[Point localization data]
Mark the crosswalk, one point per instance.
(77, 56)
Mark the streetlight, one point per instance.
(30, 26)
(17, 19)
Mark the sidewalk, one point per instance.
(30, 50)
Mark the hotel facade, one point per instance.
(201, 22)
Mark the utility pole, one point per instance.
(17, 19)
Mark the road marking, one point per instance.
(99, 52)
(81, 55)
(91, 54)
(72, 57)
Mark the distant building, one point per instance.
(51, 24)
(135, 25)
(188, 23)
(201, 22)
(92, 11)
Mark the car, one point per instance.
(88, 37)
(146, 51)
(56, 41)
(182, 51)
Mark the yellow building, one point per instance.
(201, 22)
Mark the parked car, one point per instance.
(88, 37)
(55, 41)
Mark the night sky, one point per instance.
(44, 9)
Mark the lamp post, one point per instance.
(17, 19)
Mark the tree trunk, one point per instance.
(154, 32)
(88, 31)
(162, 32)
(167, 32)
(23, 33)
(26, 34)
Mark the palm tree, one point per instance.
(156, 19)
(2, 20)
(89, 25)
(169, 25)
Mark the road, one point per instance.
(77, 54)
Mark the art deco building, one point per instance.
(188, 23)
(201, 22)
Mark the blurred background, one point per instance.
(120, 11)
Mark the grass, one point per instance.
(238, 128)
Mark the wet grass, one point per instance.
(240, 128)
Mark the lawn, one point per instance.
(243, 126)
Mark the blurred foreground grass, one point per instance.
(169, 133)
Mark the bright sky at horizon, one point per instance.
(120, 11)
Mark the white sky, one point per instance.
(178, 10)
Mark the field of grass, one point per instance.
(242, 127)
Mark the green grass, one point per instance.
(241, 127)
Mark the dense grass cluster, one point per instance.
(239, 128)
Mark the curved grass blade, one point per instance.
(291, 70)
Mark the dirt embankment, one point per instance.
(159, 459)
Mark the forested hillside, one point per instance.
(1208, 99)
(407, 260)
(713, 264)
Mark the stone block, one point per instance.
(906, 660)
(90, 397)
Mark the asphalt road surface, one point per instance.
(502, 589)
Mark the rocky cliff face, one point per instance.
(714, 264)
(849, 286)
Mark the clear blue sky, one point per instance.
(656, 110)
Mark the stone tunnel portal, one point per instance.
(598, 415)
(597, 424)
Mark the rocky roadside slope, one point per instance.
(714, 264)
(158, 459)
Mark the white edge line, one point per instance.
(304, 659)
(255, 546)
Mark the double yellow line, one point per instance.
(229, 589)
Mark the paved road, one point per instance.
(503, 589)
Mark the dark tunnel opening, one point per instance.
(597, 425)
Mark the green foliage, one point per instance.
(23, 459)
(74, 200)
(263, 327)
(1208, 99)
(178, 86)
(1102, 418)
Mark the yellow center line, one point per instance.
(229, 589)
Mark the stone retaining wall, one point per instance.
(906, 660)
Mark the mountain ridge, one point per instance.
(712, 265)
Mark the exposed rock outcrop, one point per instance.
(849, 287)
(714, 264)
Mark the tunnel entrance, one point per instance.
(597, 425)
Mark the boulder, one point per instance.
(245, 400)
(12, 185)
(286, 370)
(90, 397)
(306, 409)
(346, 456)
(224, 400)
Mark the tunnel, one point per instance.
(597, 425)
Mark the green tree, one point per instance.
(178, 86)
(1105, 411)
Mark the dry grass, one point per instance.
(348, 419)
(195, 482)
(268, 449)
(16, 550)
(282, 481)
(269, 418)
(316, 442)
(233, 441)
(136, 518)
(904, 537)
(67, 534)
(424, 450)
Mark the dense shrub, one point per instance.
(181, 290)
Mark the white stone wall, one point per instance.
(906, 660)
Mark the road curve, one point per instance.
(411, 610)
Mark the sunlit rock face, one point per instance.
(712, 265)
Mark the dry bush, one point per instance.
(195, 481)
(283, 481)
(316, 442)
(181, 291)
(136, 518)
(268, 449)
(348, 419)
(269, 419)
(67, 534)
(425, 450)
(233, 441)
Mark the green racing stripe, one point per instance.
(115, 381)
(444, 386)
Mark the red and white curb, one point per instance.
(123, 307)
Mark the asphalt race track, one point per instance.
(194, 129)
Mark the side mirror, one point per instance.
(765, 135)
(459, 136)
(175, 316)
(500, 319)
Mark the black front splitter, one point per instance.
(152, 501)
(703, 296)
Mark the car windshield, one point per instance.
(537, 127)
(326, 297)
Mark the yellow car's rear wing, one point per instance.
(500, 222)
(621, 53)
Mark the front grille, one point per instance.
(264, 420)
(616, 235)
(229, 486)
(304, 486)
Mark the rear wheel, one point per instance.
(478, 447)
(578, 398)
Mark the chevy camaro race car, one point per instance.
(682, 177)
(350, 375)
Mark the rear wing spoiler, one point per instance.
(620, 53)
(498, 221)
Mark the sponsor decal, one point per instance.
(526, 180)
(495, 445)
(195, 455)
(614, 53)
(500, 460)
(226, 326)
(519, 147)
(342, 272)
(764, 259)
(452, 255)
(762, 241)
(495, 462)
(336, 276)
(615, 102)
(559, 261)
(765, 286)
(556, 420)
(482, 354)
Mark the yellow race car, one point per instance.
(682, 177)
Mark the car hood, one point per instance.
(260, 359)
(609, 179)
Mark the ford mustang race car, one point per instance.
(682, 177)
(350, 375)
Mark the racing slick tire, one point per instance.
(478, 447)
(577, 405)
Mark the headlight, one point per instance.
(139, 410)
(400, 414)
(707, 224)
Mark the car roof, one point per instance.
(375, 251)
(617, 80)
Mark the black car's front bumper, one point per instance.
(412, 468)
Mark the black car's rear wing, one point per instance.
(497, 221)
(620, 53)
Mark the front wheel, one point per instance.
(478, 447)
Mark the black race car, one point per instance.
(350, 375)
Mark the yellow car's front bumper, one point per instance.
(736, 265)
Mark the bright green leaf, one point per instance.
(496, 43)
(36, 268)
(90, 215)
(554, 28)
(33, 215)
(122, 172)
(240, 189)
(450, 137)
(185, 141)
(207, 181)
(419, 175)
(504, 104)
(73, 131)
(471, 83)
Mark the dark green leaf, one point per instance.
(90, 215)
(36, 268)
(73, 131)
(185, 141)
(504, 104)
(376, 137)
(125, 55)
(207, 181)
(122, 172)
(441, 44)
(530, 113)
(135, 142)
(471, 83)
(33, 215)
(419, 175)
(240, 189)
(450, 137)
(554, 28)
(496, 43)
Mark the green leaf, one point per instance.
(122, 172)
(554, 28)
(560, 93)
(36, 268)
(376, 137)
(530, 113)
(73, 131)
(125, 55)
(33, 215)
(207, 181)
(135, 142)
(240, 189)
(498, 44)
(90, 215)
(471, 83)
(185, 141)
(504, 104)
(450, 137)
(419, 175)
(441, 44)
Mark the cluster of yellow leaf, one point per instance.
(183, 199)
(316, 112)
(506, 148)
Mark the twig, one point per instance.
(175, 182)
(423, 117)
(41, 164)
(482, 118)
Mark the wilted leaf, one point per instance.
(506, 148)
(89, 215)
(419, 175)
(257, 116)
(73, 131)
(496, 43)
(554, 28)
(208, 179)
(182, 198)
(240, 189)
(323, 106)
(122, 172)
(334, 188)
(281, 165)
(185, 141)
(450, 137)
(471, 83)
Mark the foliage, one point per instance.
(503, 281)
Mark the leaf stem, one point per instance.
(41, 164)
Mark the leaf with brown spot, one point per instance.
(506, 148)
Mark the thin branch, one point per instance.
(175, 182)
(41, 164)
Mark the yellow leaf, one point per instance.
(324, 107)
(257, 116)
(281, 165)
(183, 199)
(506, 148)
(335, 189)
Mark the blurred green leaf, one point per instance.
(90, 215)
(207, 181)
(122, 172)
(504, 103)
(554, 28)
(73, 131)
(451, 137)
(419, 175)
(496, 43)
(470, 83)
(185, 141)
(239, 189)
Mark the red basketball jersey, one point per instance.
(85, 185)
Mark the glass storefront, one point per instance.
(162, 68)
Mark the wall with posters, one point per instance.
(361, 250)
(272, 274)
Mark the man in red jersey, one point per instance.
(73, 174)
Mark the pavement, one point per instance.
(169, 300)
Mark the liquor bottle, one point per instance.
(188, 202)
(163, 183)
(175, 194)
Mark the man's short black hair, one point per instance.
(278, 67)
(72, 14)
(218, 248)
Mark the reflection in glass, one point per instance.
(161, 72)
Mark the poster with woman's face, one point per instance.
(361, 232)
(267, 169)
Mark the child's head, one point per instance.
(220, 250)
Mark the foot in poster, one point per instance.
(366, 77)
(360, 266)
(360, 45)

Task item >> Your task is to restate, word for word, the line with "Mark the reflection" and all lines after it, ending with the last line of the data.

Task answer >>
Mark the reflection in glass, one point per instance.
(161, 72)
Mark the poster with woman's face, one point per instance.
(361, 232)
(267, 169)
Mark the child's head, one point per instance.
(220, 250)
Mark the foot in poster, one point per instance.
(366, 77)
(360, 266)
(360, 45)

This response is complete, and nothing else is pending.